-- Exercise instructions --
Only one stretch of the data below is needed. Output the lines from the one with "Target: short black hair" up to and including the one with "column 0, row 79", exactly as they stand.

-- Region pointing data --
>>>

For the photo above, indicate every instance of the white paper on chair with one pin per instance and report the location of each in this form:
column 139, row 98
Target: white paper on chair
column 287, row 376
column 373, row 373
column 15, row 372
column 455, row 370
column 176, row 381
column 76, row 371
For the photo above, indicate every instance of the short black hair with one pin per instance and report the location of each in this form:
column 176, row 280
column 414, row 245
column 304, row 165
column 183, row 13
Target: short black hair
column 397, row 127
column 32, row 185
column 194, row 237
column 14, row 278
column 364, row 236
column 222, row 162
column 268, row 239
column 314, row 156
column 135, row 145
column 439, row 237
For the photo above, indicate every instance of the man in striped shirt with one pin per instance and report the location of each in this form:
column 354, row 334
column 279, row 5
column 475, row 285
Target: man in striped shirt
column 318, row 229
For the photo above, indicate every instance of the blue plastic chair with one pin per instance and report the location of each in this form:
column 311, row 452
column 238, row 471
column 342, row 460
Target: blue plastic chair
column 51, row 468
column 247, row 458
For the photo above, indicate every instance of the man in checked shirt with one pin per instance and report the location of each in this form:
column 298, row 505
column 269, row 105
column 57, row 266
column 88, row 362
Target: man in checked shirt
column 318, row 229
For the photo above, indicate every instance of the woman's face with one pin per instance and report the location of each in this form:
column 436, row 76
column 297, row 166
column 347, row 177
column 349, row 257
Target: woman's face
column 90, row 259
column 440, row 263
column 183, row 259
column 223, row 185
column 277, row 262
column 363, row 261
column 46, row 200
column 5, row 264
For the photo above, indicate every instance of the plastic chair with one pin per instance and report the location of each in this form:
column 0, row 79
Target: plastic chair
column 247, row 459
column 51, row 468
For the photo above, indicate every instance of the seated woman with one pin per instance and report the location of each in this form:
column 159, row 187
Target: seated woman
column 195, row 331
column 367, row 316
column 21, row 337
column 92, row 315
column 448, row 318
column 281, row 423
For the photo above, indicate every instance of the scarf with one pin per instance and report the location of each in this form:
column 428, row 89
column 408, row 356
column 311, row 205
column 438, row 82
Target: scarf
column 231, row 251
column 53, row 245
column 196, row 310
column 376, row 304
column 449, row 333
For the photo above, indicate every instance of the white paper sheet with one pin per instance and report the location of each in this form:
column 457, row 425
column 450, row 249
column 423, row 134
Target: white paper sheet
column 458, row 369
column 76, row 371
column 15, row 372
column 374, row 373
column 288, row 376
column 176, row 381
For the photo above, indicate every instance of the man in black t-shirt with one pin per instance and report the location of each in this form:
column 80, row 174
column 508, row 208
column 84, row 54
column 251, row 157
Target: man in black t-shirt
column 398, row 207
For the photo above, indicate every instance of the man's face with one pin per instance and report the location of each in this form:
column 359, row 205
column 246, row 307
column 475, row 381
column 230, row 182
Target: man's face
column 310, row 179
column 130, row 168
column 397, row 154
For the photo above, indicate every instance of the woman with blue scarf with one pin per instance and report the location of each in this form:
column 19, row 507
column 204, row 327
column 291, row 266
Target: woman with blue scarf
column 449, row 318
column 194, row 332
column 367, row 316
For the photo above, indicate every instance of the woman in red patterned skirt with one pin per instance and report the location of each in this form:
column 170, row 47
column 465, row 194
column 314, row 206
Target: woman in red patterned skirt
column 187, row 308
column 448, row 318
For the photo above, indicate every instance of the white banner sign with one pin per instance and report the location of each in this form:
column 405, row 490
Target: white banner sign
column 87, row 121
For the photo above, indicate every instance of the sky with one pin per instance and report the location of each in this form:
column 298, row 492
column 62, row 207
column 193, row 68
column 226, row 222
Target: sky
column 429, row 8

<<<

-- Task answer --
Target: short black hair
column 397, row 127
column 32, row 185
column 194, row 237
column 14, row 278
column 364, row 236
column 222, row 162
column 268, row 239
column 314, row 156
column 135, row 145
column 439, row 237
For the photo above, indicate every instance of the man in striped shirt with one pin per instance and report the location of each in this form:
column 354, row 334
column 279, row 5
column 475, row 285
Target: man in striped shirt
column 318, row 229
For the photo above, indicate every instance of the blue plastic chair with one pin per instance and report the location of each in this form:
column 311, row 452
column 238, row 471
column 342, row 460
Target: blue plastic chair
column 51, row 468
column 247, row 458
For the photo above, indicate every instance of the man in checked shirt with one pin per instance and report the location of each in this form:
column 298, row 505
column 269, row 105
column 57, row 266
column 88, row 362
Target: man in checked shirt
column 318, row 229
For the photo above, indicate every instance of the woman's face with one pin per instance and report the location of each in this form:
column 436, row 76
column 297, row 166
column 347, row 177
column 349, row 257
Target: woman's face
column 90, row 259
column 440, row 263
column 183, row 259
column 223, row 185
column 277, row 262
column 363, row 261
column 46, row 200
column 5, row 264
For the photo above, indicate every instance of the plastic chair with one pin per instance and report the location of each in this form:
column 0, row 79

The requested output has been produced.